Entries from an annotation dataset
------------------------------

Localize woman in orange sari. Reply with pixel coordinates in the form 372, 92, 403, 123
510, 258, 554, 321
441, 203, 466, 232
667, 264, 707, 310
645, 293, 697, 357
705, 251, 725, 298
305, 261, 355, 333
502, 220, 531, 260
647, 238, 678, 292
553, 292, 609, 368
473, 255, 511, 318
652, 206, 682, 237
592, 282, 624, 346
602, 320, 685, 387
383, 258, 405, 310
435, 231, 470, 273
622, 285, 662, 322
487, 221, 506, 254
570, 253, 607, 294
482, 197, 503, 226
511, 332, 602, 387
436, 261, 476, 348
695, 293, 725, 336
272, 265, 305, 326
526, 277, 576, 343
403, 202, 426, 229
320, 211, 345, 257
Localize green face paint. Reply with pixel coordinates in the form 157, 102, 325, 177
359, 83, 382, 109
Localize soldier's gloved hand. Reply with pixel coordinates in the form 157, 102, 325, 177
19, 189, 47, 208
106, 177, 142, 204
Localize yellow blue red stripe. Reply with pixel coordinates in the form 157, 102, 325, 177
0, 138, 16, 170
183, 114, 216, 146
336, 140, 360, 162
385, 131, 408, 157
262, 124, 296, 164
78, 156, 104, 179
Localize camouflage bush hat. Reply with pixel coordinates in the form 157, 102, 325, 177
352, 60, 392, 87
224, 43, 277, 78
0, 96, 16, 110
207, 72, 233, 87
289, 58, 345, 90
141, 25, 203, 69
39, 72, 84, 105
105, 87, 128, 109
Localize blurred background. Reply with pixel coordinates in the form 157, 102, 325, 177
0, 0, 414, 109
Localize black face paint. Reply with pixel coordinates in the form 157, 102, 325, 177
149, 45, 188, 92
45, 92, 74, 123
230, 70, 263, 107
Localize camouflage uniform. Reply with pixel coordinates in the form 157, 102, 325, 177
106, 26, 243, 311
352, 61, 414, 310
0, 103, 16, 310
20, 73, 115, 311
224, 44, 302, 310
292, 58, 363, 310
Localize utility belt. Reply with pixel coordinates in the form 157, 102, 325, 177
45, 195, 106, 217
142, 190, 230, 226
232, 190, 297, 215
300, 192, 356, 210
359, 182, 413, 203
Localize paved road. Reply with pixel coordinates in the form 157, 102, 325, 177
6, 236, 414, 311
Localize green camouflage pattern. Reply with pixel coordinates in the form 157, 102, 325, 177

------------------------------

**What you need to do**
Write out the listing again from the line with "Localize camouflage bush" up to and including the line with "0, 0, 414, 109", increasing every bounding-box coordinate by 92 and leaving the sample numbers after "in the form" unchanged. Give only those lines.

**Response below**
Localize camouflage bush hat. Reply with pixel coordinates in the form 157, 102, 325, 177
444, 152, 484, 179
316, 135, 369, 170
92, 188, 108, 202
299, 164, 325, 179
381, 150, 437, 182
233, 117, 295, 161
131, 164, 176, 197
197, 179, 220, 201
Localize blurred background. Reply with pixel coordinates in the form 157, 102, 325, 177
92, 92, 506, 201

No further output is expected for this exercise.